** Start Given records **

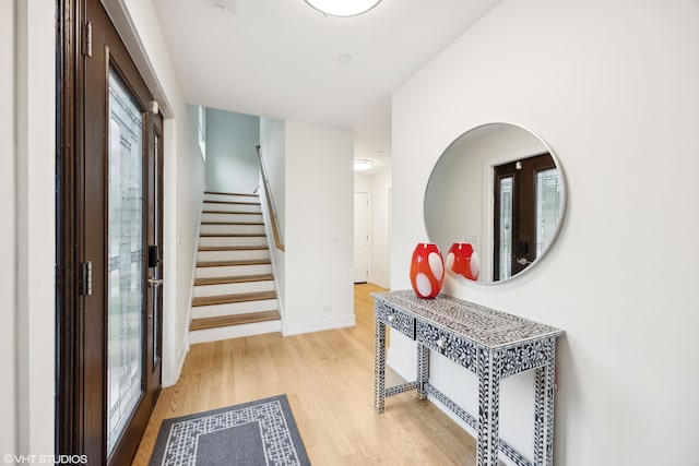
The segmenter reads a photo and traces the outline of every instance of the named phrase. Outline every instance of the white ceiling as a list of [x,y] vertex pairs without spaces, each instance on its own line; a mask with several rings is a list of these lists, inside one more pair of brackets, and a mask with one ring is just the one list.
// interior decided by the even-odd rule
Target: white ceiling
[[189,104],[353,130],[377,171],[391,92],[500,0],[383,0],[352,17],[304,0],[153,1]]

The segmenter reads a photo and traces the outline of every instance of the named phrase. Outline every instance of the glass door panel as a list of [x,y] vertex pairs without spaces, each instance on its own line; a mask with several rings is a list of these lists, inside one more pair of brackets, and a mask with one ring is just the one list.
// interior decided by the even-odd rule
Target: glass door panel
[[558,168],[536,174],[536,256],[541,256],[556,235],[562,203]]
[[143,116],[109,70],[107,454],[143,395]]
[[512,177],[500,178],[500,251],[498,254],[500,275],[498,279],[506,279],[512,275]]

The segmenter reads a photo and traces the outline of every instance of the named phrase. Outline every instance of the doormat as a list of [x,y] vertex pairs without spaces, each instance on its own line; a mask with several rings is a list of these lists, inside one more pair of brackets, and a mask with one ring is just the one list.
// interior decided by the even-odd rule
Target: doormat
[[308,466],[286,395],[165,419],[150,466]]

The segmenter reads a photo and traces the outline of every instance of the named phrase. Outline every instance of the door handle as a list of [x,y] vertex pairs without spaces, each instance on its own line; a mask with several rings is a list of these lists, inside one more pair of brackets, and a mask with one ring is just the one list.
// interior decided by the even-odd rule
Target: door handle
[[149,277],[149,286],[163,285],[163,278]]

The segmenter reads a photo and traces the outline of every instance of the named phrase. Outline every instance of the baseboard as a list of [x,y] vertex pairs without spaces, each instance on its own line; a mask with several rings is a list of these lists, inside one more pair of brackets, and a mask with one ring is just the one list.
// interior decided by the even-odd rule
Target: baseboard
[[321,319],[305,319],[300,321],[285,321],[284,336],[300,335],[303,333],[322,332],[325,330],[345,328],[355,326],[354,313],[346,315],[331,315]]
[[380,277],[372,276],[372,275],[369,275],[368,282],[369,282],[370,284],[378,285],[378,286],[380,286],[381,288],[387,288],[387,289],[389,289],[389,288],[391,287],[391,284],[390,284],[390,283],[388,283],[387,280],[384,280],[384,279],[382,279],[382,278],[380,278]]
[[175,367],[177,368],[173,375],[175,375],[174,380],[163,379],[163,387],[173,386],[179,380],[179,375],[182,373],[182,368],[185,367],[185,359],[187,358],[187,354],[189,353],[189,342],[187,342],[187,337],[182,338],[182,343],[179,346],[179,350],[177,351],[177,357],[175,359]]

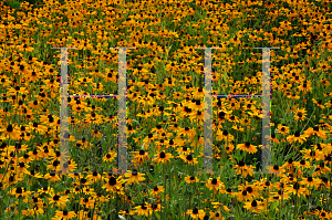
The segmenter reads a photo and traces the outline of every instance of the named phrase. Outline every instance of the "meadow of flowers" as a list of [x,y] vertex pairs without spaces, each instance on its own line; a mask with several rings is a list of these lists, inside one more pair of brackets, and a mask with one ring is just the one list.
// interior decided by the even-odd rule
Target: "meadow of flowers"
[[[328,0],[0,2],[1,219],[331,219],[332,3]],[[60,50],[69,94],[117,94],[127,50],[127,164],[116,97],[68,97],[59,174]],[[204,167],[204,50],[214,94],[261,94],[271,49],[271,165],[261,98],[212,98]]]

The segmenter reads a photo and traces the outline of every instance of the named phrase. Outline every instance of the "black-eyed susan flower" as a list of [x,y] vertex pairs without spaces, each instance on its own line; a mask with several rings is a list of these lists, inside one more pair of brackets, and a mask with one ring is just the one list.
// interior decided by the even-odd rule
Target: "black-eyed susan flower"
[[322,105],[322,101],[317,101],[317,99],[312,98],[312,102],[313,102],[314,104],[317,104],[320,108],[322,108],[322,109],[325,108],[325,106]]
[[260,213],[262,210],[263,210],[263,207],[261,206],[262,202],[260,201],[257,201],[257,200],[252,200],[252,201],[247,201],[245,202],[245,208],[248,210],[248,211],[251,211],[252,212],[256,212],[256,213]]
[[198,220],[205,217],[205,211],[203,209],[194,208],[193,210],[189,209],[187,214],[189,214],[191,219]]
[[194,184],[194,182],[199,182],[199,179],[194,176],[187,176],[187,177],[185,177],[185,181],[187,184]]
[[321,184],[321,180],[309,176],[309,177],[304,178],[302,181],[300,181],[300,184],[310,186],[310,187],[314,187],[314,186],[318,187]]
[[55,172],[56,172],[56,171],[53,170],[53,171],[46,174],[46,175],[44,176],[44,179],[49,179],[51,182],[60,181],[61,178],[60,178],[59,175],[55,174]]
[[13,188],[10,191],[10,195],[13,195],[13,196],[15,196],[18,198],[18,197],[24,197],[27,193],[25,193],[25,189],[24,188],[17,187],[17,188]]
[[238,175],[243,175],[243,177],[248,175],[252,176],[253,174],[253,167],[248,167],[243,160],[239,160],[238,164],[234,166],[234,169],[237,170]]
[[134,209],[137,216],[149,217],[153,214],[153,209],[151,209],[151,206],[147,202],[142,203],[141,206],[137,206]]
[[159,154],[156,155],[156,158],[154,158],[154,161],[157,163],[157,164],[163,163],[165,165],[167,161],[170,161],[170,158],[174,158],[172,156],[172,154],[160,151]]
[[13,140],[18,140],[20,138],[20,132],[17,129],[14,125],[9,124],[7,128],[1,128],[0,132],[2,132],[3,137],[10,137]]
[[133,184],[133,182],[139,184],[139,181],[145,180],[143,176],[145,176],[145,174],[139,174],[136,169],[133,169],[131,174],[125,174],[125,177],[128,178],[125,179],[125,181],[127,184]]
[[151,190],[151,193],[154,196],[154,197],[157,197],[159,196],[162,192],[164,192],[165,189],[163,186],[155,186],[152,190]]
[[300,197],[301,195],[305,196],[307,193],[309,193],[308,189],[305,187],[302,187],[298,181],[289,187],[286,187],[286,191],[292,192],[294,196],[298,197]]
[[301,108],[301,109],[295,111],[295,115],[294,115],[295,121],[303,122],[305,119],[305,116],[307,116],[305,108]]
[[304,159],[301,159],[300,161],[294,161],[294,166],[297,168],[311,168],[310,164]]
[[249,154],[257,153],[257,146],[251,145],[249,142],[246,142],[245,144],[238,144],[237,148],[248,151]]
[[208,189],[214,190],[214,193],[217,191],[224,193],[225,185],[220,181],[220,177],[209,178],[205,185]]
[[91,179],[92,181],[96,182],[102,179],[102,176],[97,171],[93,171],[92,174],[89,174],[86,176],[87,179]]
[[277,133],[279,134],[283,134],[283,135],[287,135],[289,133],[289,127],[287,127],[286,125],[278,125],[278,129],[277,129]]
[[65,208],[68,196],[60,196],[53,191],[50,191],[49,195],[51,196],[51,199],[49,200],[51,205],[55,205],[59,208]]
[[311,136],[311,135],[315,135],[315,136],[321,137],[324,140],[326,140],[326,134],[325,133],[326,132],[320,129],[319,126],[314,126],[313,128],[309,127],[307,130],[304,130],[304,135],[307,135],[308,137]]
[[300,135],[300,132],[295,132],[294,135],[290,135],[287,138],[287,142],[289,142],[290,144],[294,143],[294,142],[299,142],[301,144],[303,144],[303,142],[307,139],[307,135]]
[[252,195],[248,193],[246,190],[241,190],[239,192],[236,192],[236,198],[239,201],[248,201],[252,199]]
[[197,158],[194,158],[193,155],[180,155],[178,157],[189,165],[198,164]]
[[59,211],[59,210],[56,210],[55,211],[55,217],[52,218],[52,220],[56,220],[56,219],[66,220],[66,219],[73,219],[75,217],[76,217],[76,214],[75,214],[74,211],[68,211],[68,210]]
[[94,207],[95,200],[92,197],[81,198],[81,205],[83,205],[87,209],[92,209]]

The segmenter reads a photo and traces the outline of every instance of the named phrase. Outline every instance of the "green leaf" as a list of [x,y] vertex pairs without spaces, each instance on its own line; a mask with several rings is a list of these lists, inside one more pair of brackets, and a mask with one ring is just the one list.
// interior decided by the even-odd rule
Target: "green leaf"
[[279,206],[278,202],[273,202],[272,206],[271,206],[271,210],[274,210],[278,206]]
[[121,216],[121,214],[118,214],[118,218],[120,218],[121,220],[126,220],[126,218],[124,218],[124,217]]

** End Given records **

Substitute "coordinate pairs" for "vertex pairs" in the part of the rows that opens with the line containing "the door handle" and closes with the line containing "[[149,277],[149,286],[163,285],[163,278]]", keeping everything else the same. Return only those lines.

→ **Solution to the exercise**:
The segmenter reads a photo and traces the outline of every instance of the named phrase. Outline every instance of the door handle as a list of [x,y] coordinate pairs without spaces, each instance on its own line; a mask with several rings is a list of these lists, inside one more pair of brackets, and a mask with one ring is just the one list.
// interior decided by the even-odd rule
Target: door handle
[[149,277],[149,286],[163,285],[163,278]]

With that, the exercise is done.